REQUIRED TASK → Could you copy out every row below in full, requests included, and raise each coordinate in the answer outlines by 33? Leave the numbers in the requests and the format samples unchanged.

= = = = = = =

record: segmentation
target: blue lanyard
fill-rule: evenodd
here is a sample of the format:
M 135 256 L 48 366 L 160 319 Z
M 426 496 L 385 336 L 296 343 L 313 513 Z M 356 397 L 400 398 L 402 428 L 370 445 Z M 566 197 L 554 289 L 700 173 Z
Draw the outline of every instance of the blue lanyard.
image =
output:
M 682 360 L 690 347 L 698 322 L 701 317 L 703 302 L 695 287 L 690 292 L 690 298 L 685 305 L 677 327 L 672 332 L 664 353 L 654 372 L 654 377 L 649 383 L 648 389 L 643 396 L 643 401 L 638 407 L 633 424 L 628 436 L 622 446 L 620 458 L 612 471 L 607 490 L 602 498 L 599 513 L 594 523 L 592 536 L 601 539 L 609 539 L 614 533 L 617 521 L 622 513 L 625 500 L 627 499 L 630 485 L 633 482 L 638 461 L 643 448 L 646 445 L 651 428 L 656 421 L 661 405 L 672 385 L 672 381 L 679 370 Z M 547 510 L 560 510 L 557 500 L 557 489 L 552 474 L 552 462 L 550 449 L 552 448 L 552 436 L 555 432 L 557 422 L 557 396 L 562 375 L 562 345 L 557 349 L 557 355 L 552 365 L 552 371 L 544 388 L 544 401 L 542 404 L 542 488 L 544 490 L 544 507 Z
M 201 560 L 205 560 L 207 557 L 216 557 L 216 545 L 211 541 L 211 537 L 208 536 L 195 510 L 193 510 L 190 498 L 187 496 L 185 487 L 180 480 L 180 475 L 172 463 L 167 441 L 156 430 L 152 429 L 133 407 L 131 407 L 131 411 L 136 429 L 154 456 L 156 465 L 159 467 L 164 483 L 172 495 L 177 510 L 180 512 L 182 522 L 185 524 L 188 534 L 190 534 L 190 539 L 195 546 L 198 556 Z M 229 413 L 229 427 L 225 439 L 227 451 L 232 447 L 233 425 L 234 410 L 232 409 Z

= = = = = = =

SOLUTION FOR THIS PROBLEM →
record: segmentation
target: blue lanyard
fill-rule: evenodd
here is a sample of the format:
M 135 256 L 48 366 L 160 319 Z
M 426 496 L 385 336 L 296 343 L 313 513 Z M 356 397 L 400 398 L 402 428 L 370 445 Z M 566 197 L 554 289 L 700 173 Z
Draw the outline of every instance of the blue lanyard.
image =
output:
M 715 393 L 723 380 L 731 355 L 734 350 L 736 335 L 728 320 L 723 325 L 723 331 L 718 338 L 710 360 L 705 365 L 697 386 L 687 405 L 687 410 L 682 416 L 681 422 L 676 429 L 676 434 L 671 440 L 666 457 L 661 469 L 655 479 L 653 491 L 645 504 L 640 523 L 635 531 L 632 546 L 627 556 L 625 569 L 634 572 L 642 572 L 647 566 L 650 554 L 655 546 L 658 533 L 660 532 L 663 518 L 666 515 L 671 494 L 676 481 L 679 478 L 684 461 L 689 454 L 694 438 L 705 418 L 705 414 L 712 403 Z M 580 543 L 593 543 L 590 533 L 590 522 L 585 507 L 585 495 L 583 482 L 585 481 L 585 469 L 588 465 L 590 455 L 590 429 L 595 408 L 595 378 L 590 382 L 590 388 L 585 398 L 585 404 L 577 421 L 577 434 L 575 437 L 575 521 L 577 523 L 577 540 Z
M 234 593 L 238 593 L 240 590 L 249 590 L 249 578 L 244 574 L 244 570 L 241 569 L 228 543 L 226 543 L 223 531 L 220 529 L 218 520 L 213 513 L 213 508 L 205 496 L 200 474 L 189 463 L 185 462 L 166 440 L 164 440 L 164 444 L 169 462 L 187 489 L 189 498 L 192 500 L 197 516 L 205 528 L 210 543 L 213 545 L 215 555 L 218 557 L 221 567 L 223 567 L 223 572 L 228 579 L 231 589 Z M 262 446 L 262 460 L 258 472 L 260 484 L 265 480 L 266 458 L 267 443 L 265 442 Z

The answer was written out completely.